Try it:
Each entry has to be printed again exactly.

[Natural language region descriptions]
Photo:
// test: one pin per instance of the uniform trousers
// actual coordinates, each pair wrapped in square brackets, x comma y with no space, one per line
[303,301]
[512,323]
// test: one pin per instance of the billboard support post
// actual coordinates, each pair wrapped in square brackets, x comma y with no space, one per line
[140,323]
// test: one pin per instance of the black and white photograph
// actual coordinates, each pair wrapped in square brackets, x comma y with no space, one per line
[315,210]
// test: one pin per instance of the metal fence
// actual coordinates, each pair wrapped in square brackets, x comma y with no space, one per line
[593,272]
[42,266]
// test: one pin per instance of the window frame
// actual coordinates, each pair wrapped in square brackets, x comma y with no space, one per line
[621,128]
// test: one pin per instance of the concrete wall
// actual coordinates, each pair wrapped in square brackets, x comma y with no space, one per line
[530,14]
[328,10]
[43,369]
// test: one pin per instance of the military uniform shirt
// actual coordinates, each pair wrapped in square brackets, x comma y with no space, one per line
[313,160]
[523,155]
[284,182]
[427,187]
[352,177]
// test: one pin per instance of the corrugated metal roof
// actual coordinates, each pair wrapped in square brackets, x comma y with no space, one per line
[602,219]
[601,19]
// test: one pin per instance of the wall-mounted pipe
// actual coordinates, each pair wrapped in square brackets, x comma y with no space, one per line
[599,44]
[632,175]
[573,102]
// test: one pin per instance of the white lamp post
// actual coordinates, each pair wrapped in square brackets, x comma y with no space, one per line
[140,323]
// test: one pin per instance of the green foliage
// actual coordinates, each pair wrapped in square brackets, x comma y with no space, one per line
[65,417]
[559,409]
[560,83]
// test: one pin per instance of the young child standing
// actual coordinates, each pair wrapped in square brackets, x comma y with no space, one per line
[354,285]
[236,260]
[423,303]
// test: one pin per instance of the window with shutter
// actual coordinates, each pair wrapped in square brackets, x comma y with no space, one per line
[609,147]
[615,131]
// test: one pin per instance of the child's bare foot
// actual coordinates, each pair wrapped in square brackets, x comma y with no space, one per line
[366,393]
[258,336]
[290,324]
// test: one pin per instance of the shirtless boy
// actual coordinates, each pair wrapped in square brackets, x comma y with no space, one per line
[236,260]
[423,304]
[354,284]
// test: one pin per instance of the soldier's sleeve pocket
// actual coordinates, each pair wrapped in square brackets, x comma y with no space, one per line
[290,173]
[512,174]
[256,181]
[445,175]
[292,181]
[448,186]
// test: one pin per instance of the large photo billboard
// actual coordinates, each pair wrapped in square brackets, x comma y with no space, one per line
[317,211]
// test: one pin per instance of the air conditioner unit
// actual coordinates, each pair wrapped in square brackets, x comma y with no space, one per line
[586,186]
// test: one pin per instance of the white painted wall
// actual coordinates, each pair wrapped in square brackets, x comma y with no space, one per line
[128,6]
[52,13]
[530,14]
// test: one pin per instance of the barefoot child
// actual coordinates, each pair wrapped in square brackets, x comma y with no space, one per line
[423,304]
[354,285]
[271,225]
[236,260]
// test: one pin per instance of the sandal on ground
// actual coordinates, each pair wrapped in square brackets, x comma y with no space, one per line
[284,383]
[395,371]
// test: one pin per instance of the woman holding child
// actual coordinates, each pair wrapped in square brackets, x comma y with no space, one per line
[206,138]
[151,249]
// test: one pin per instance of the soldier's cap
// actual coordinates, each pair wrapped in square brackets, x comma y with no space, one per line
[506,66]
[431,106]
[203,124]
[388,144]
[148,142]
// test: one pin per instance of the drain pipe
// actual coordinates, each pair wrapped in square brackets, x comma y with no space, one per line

Response to this exercise:
Photo:
// test: one pin per instance of the uniform trousers
// actual coordinates, each pair wrapped in square brackets, x comma y with no space, one per line
[303,301]
[512,323]
// test: one pin per instance of the billboard support post
// actual coordinates, each pair wrapped in square brackets, x comma y with no space, one per line
[140,323]
// test: one pin per instance of the black and white photograph
// actual coordinates, each pair wrapped in square brackets, x comma y with no space, one per line
[315,210]
// test: one pin per instance of the metal fence
// actual coordinates, each pair wrapped in square brackets, x comma y with no space, one per line
[593,272]
[42,266]
// test: one pin per instance of the window frame
// actual coordinates, each pair wrapped in square brackets, x comma y with no space, one per line
[621,128]
// test: one pin per instance of the concrete wall
// actual coordinates, each pair wrapped in square brackets, x comma y with no space, one per line
[530,14]
[328,10]
[43,369]
// test: one pin per instance of the military uniform shirt
// actual coordinates, each pair wrapped in square brackets, x comma y with no space, one per line
[313,160]
[523,155]
[284,182]
[427,187]
[352,177]
// test: one pin per instance of the corrugated metal roof
// actual coordinates, each pair wrapped in square brackets, x comma y with no space, one per line
[602,219]
[601,19]
// test: one pin per instance of the wall-mounted pipe
// actual coordinates, each pair wrapped in square brackets, x comma y with no space, one per line
[599,44]
[632,175]
[573,102]
// test: one pin per instance of the white lamp post
// actual coordinates, each pair wrapped in square brackets, x comma y with no space, one per line
[140,323]
// test: one pin per instance of the green foliage
// actual coordinates, each pair wrapped in square brackets, x comma y with no space, one per line
[65,417]
[559,409]
[560,83]
// test: one pin per instance of the young child standing
// actual coordinates, each pair wrapped in square brackets, x comma y with no space, one per line
[354,285]
[236,260]
[423,303]
// test: one pin per instance of the window with shutter
// actual coordinates, each pair wrapped in square brackets, x comma y with no space, one per line
[609,147]
[615,131]
// test: one pin per instance of the child's bare foot
// actual coordinates, each pair wrapped in square brackets, x comma y with no space, one per line
[366,393]
[258,336]
[290,324]
// test: one pin per instance of the shirtless boy
// actual coordinates, each pair wrapped in square brackets, x comma y with no space, one per line
[236,260]
[423,304]
[354,284]
// test: one pin per instance of the soldier's sleeve pocket
// actual coordinates, each pair wrapped in square brackets, x comma y with no space, one per line
[290,173]
[512,174]
[256,181]
[445,175]
[292,181]
[448,186]
// test: one pin per instance of the large photo billboard
// actual coordinates, each pair wrapped in square brackets, x comma y with no space, one per line
[317,211]
// test: one pin per instance of the air conditioner unit
// actual coordinates, each pair wrapped in square brackets, x comma y with no space, one per line
[586,186]
// test: one pin per instance of the white painted wall
// actual coordinates, each pair wrapped in square brackets, x comma y with no space, one per line
[128,6]
[52,13]
[530,14]
// test: one pin per instance of the barefoot child
// actual coordinates, each pair wrapped in square brackets, x comma y with no space, one per line
[423,304]
[354,285]
[271,225]
[236,260]
// test: one pin per instance of the sandal on ground
// actual coordinates, each pair wrapped in square brackets, x comma y with no space, one per line
[284,383]
[395,371]
// test: one pin per instance of the woman holding child
// actual coordinates, each pair wrapped in square brackets, x comma y with no space, one per line
[206,138]
[151,249]
// test: one pin per instance of the soldier's cap
// actual coordinates, each pair wrapped in square brackets, x comma y with no space, one per line
[506,66]
[431,106]
[203,124]
[388,144]
[148,142]
// test: one pin per instance of the drain pipe
// actual coordinates, each pair wrapped in square brackets, x comma y with no space, one per line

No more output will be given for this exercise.